Copy every one of the entries below word for word, and leave the pictures out of your copy.
- - -
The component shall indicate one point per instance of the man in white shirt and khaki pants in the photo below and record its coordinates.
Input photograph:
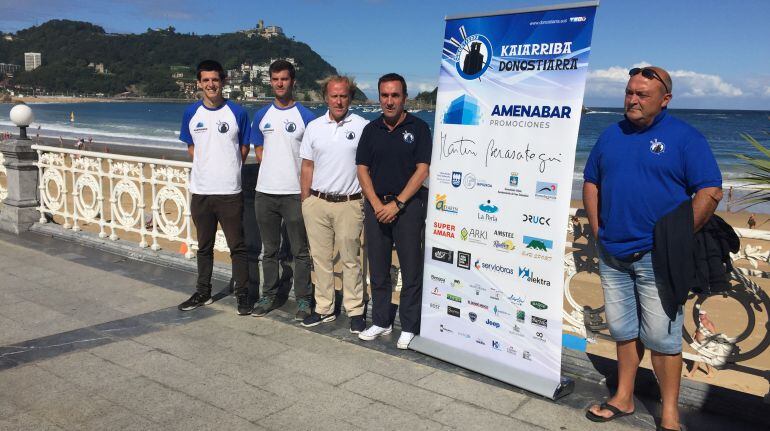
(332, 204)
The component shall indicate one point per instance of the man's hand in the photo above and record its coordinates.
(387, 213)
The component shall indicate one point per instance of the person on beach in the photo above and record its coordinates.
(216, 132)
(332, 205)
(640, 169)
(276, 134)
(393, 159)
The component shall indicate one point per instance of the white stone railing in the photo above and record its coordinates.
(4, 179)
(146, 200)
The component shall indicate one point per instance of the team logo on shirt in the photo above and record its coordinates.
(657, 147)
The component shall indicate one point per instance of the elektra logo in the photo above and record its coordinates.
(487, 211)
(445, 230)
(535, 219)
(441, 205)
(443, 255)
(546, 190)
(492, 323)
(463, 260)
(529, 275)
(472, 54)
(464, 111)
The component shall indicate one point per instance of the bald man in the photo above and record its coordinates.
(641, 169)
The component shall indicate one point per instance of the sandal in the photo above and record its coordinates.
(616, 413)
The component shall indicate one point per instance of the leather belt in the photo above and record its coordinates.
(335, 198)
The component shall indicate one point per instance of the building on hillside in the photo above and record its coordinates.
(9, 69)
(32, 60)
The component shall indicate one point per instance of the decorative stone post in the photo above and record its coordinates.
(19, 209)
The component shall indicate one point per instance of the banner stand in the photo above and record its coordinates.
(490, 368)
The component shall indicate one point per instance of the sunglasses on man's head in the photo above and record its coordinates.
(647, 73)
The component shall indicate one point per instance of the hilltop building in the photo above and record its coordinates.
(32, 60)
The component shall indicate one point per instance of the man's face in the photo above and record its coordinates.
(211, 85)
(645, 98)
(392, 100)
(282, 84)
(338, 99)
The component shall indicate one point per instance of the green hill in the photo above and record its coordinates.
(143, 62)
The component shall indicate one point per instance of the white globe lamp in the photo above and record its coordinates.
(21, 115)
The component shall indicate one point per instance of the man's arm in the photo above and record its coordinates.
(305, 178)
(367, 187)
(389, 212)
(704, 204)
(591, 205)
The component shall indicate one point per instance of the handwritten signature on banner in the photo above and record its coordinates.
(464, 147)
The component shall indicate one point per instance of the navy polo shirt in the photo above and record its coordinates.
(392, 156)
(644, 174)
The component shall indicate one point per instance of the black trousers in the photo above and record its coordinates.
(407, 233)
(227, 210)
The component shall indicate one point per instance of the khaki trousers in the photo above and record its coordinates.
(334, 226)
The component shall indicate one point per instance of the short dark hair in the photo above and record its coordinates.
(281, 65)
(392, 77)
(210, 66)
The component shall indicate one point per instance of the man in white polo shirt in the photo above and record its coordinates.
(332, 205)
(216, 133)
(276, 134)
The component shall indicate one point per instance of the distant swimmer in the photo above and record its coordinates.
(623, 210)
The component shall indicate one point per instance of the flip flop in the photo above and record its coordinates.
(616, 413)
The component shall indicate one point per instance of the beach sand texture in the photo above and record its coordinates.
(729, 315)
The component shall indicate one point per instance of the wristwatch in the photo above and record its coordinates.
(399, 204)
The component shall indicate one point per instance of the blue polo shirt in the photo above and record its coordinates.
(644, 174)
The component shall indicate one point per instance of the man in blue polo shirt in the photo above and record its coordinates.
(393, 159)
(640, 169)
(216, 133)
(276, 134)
- - -
## ANSWER BELOW
The component shall indicate one point per instance of the man in white shirt and khaki pants in the photo below and record its coordinates.
Input photograph:
(332, 204)
The component shall indicate one point per instance of the man's hand in the photo above and record its coordinates.
(387, 213)
The component shall indicate one point per instance of the person on beach in the photo above and record its coordinates.
(216, 132)
(332, 205)
(640, 169)
(276, 134)
(393, 159)
The component shall indicate one point per instance of the white stone railing in the photo above and record its coordinates.
(4, 179)
(146, 200)
The component shall indicate one point per instance of the team logo on shirt in the photo above and record its coordinates.
(657, 147)
The component shall indicate one point per instance of the elektra logo in the photo above and record its coordinates.
(487, 211)
(445, 230)
(535, 219)
(441, 205)
(443, 255)
(546, 190)
(492, 323)
(463, 260)
(529, 275)
(472, 54)
(464, 111)
The component shall indicate one point per instance of the bald man in the photo above and record its coordinates.
(641, 169)
The component shall indicate one point per instance of the sandal in the photo above and record its coordinates.
(616, 413)
The component shall indicate one point per instance of the leather belt in the photo above and record its coordinates.
(335, 198)
The component shall indicate one point per instance of the building on hillside in the photo above and record its coordinates.
(9, 69)
(32, 60)
The component shall indicate one point per instance of the decorative stone post in the photo above and record its coordinates.
(19, 209)
The component shall indicate one point per instance of the banner stand in the photo above and record its coordinates.
(490, 368)
The component shall indicate one point per instance of the sunglasses on man's head in the photo above and record its coordinates.
(647, 73)
The component shall indicate one point per instance of the hilltop building in the photo above and record its coordinates.
(32, 60)
The component shall indicate one point per instance of the man's face in the photo above and record its coordinates.
(211, 85)
(645, 98)
(392, 100)
(282, 84)
(338, 99)
The component shall indicate one point per instance of the green hill in the photo above and record its coordinates.
(143, 62)
The component shall indicate one point per instance of the white globe lamp in the photo above and record its coordinates.
(21, 115)
The component shall indicate one point per instance of the man's arm in the photo above and record its coordinates.
(305, 178)
(367, 187)
(389, 212)
(704, 204)
(591, 205)
The component shall indicate one point per instance of the handwritten signature on banner in the photo above and record its coordinates.
(464, 147)
The component shall indicate one point per instance of the navy polo shirt in the photo above and record its coordinates.
(392, 156)
(644, 174)
The component shall indicate one point per instance of the black trousers in the photo above and record its coordinates.
(407, 233)
(227, 210)
The component shall indicate one point per instance of the khaki trousers in the photo above and record its coordinates.
(334, 226)
The component shall indicate one point per instance of the short dark hair in the photo above and record its coordinates.
(281, 65)
(392, 77)
(210, 66)
The component shall indicate one point per instance of the man in white polo shirt in the photo above and record its coordinates.
(332, 205)
(216, 133)
(276, 134)
The component shall indicate one point per instance of the distant swimmer in the photo above and record its coordinates.
(623, 210)
The component shall indicate one point per instance of the flip flop in the photo above and record its coordinates.
(616, 413)
The component shall indicate one point per instance of the beach sand texture in the photo above and record its coordinates.
(729, 315)
The component shall indicate one point per instance of the wristwatch in the photo above and record its coordinates.
(399, 204)
The component shall indicate one point per instance of the blue polo shirt in the photo above and record its coordinates.
(644, 174)
The component shall indicate one point per instance of the man in blue polo shirt in the photo above and record its coordinates.
(393, 159)
(640, 169)
(216, 133)
(276, 134)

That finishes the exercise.